INPUT RECORDS ▸
______________________________

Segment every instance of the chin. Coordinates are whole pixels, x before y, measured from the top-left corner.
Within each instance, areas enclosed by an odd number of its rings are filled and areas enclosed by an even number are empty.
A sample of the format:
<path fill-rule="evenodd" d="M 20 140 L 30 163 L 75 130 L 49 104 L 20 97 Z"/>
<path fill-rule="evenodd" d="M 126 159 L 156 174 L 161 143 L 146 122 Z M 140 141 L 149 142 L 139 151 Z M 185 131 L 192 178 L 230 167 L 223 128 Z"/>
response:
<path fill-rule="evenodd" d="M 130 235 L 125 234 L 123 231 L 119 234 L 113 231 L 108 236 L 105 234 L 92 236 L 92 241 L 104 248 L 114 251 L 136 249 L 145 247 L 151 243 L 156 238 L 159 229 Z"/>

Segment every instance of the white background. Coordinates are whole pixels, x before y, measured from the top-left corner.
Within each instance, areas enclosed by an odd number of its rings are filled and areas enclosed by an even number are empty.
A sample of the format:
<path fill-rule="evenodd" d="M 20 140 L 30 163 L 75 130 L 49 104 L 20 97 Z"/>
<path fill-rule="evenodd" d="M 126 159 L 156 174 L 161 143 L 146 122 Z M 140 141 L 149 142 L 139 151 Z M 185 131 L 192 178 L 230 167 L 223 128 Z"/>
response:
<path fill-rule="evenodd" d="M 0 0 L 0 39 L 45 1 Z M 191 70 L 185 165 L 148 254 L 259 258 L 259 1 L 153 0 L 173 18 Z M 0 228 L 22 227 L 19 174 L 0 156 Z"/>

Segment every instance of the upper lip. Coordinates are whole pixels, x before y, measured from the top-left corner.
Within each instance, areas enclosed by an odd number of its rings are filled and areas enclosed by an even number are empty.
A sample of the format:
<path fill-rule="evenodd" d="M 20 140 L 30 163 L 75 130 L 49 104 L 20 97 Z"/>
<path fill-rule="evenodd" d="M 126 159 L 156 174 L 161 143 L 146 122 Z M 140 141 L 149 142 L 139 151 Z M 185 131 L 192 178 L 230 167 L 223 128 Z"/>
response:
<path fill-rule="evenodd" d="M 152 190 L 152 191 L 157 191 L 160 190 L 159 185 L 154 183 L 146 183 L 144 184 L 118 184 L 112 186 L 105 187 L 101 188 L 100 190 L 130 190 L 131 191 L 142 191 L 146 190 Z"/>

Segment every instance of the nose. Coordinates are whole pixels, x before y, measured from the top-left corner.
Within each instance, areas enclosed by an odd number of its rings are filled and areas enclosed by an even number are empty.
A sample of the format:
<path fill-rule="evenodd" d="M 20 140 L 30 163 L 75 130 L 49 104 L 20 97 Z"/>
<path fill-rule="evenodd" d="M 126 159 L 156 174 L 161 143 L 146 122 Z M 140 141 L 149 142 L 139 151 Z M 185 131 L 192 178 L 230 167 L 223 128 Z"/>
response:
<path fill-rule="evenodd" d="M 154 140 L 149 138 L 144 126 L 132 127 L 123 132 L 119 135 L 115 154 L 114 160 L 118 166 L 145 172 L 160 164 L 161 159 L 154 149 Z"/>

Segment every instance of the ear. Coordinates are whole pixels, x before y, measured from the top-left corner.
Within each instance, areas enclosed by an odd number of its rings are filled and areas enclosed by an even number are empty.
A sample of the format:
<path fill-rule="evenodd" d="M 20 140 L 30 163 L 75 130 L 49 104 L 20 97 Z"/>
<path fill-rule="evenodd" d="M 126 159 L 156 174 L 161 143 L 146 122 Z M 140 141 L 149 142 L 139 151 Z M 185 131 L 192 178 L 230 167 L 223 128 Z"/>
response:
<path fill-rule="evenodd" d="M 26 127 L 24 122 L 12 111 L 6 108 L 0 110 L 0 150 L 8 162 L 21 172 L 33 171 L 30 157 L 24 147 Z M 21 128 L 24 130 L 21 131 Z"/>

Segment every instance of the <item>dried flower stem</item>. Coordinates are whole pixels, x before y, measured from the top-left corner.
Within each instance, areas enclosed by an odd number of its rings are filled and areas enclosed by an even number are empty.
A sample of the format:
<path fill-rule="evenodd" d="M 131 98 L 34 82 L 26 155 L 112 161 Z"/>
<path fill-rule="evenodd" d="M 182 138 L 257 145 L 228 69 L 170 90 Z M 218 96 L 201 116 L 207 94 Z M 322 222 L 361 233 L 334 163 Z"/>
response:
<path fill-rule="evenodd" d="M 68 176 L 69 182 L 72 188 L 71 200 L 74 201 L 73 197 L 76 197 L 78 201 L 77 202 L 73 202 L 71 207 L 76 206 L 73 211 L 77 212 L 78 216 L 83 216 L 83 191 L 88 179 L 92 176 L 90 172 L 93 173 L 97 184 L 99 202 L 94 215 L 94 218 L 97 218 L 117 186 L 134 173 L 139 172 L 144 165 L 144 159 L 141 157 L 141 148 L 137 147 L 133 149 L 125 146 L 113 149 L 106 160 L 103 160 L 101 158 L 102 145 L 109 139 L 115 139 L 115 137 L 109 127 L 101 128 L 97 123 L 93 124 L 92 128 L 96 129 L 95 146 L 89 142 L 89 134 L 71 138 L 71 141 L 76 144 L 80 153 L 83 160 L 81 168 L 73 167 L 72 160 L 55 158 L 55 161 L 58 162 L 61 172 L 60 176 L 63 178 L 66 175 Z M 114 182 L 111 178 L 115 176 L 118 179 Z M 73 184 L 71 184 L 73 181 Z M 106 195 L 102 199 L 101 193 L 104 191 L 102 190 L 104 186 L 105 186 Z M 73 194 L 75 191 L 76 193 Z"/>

______________________________

OBJECTIVE ▸ Present every line of the records above as a Markdown table with a Row column numbering the lines and a Text column holding each line, leaving out blank lines.

ANSWER TO THE TASK ▸
| Row | Text |
|---|---|
| 1 | Segment every instance of the chin. Coordinates are whole pixels, x before y, measured from the top-left corner. |
| 2 | Within each instance, areas enclosed by an odd number of its rings are filled and areas enclosed by an even number are empty. |
| 3 | A sample of the format: |
| 4 | <path fill-rule="evenodd" d="M 20 140 L 30 163 L 75 130 L 49 104 L 20 97 Z"/> |
| 5 | <path fill-rule="evenodd" d="M 126 159 L 156 174 L 161 143 L 146 122 Z M 140 141 L 149 142 L 139 151 Z M 185 131 L 192 178 L 230 167 L 223 128 Z"/> |
| 6 | response: |
| 7 | <path fill-rule="evenodd" d="M 130 235 L 125 234 L 123 231 L 119 234 L 113 231 L 108 236 L 105 234 L 92 236 L 92 241 L 104 248 L 114 251 L 136 249 L 145 247 L 151 243 L 156 238 L 159 229 Z"/> |
| 8 | Segment every instance of the white background. Coordinates are whole pixels, x before y, measured from the top-left corner. |
| 9 | Within each instance, areas enclosed by an odd number of its rings are filled and areas enclosed by an even number are empty. |
| 10 | A sample of the format: |
| 11 | <path fill-rule="evenodd" d="M 20 140 L 30 163 L 75 130 L 49 104 L 20 97 Z"/> |
| 12 | <path fill-rule="evenodd" d="M 126 159 L 156 174 L 161 143 L 146 122 Z M 140 141 L 149 142 L 139 151 Z M 185 131 L 192 178 L 230 167 L 223 128 Z"/> |
| 13 | response: |
| 14 | <path fill-rule="evenodd" d="M 0 0 L 0 39 L 45 1 Z M 191 70 L 185 165 L 148 254 L 259 258 L 259 1 L 153 0 L 173 18 Z M 0 228 L 22 227 L 19 174 L 0 156 Z"/> |
| 15 | Segment every instance of the upper lip. Coordinates are whole pixels, x before y, measured from the top-left corner. |
| 16 | Within each instance, areas enclosed by an odd number of its rings are filled and areas enclosed by an even number are empty. |
| 17 | A sample of the format: |
| 18 | <path fill-rule="evenodd" d="M 20 140 L 30 163 L 75 130 L 49 104 L 20 97 Z"/> |
| 19 | <path fill-rule="evenodd" d="M 126 159 L 156 174 L 161 143 L 146 122 Z M 140 141 L 149 142 L 139 151 Z M 185 131 L 192 178 L 230 167 L 223 128 Z"/> |
| 20 | response: |
| 21 | <path fill-rule="evenodd" d="M 152 190 L 152 191 L 157 191 L 160 190 L 159 185 L 154 183 L 146 183 L 144 184 L 118 184 L 112 186 L 105 187 L 101 188 L 100 190 L 130 190 L 131 191 L 142 191 L 146 190 Z"/> |
| 22 | Segment every instance of the nose. Coordinates are whole pixels, x before y, measured from the top-left corner. |
| 23 | Within each instance, areas enclosed by an odd number of its rings are filled and areas enclosed by an even number are empty. |
| 24 | A sample of the format: |
| 25 | <path fill-rule="evenodd" d="M 20 140 L 30 163 L 75 130 L 49 104 L 20 97 Z"/> |
| 26 | <path fill-rule="evenodd" d="M 126 159 L 156 174 L 161 143 L 146 122 Z M 140 141 L 149 142 L 139 151 Z M 185 131 L 192 178 L 230 167 L 223 128 Z"/> |
| 27 | response: |
| 28 | <path fill-rule="evenodd" d="M 154 140 L 149 138 L 144 126 L 132 127 L 123 132 L 119 135 L 115 154 L 114 160 L 118 166 L 145 172 L 160 164 L 161 159 L 154 149 Z"/> |
| 29 | Segment every instance of the ear. Coordinates are whole pixels, x before y, measured from the top-left corner. |
| 30 | Within each instance, areas enclosed by an odd number of its rings are filled and areas enclosed by an even number are empty. |
| 31 | A sample of the format: |
| 32 | <path fill-rule="evenodd" d="M 20 140 L 30 163 L 75 130 L 49 104 L 20 97 Z"/> |
| 33 | <path fill-rule="evenodd" d="M 126 159 L 156 174 L 161 143 L 146 122 Z M 140 141 L 149 142 L 139 151 Z M 185 131 L 192 178 L 230 167 L 223 128 Z"/> |
| 34 | response: |
| 35 | <path fill-rule="evenodd" d="M 26 127 L 24 122 L 12 111 L 6 108 L 0 110 L 0 150 L 8 162 L 21 172 L 33 171 L 30 157 L 24 147 Z M 21 128 L 24 130 L 21 131 Z"/> |
| 36 | Segment every instance of the <item>dried flower stem</item>. Coordinates are whole pixels, x before y, measured from the top-left corner. |
| 37 | Within each instance, areas enclosed by an odd number of its rings are filled and areas enclosed by an even number are empty. |
| 38 | A sample of the format: |
| 39 | <path fill-rule="evenodd" d="M 131 98 L 34 82 L 26 155 L 112 161 Z"/> |
| 40 | <path fill-rule="evenodd" d="M 182 138 L 257 145 L 228 69 L 170 90 Z M 218 96 L 201 116 L 207 94 Z M 322 222 L 361 233 L 334 163 Z"/> |
| 41 | response: |
| 42 | <path fill-rule="evenodd" d="M 68 176 L 69 182 L 72 188 L 71 200 L 74 201 L 73 197 L 76 197 L 78 201 L 77 202 L 73 202 L 71 207 L 76 206 L 73 211 L 77 212 L 78 216 L 83 216 L 83 191 L 88 179 L 92 176 L 90 172 L 93 173 L 97 184 L 99 202 L 94 215 L 94 218 L 97 218 L 117 186 L 134 173 L 139 172 L 144 165 L 144 159 L 141 157 L 141 148 L 137 147 L 133 149 L 125 146 L 113 149 L 106 160 L 103 160 L 101 158 L 102 145 L 109 139 L 115 139 L 115 137 L 109 127 L 101 128 L 97 123 L 93 124 L 92 128 L 96 129 L 95 146 L 89 142 L 89 134 L 71 138 L 71 141 L 76 144 L 80 153 L 83 160 L 81 168 L 73 167 L 72 160 L 55 158 L 55 161 L 58 162 L 61 172 L 60 176 L 63 178 L 66 175 Z M 114 182 L 111 178 L 115 176 L 118 179 Z M 73 184 L 71 184 L 73 181 Z M 106 195 L 102 199 L 101 193 L 104 191 L 102 190 L 104 186 L 105 186 Z M 73 194 L 75 191 L 76 193 Z"/> |